(Problem requirements)
Rewrite the stretch from the start of the entries through the line containing "xmin=184 ymin=0 xmax=433 ymax=184", requests included, and nothing beyond it. Scale every bounding-box coordinate in the answers by 1.7, rounding to whole numbers with halves going up.

(Data entries)

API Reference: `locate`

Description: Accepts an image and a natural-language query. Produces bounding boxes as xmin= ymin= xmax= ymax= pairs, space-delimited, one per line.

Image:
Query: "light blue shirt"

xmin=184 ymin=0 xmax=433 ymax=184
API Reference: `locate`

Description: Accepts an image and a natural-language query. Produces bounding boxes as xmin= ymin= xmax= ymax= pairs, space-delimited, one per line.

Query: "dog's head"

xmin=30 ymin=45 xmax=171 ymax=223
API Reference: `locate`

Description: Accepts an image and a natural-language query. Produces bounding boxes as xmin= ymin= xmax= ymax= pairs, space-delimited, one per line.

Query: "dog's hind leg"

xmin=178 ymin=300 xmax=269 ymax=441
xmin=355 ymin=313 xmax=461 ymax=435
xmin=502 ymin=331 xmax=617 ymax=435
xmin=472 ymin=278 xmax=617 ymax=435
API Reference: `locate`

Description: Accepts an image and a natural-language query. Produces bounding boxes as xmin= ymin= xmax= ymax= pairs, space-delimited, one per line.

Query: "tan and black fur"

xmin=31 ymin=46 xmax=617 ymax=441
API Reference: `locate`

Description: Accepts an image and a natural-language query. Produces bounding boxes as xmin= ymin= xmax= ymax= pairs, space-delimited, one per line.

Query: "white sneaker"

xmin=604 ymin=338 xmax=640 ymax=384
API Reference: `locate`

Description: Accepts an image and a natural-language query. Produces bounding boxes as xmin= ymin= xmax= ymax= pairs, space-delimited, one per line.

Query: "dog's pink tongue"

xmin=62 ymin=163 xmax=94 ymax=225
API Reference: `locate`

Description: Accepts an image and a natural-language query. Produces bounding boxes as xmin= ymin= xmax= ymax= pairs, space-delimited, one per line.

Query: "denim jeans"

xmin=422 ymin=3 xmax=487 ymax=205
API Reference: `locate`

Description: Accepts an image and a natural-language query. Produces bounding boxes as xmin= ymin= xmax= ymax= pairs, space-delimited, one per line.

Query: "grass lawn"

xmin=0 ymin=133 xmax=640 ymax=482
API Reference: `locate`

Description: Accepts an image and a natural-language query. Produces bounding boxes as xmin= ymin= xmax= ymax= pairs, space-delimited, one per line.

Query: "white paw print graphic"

(In response)
API Reference: `locate`

Description: Accepts an image and a natural-language query. Produces bounding boxes as xmin= ymin= xmax= ymax= pairs, space-delimited, one per line.

Image:
Query: "light blue shirt"

xmin=313 ymin=0 xmax=736 ymax=313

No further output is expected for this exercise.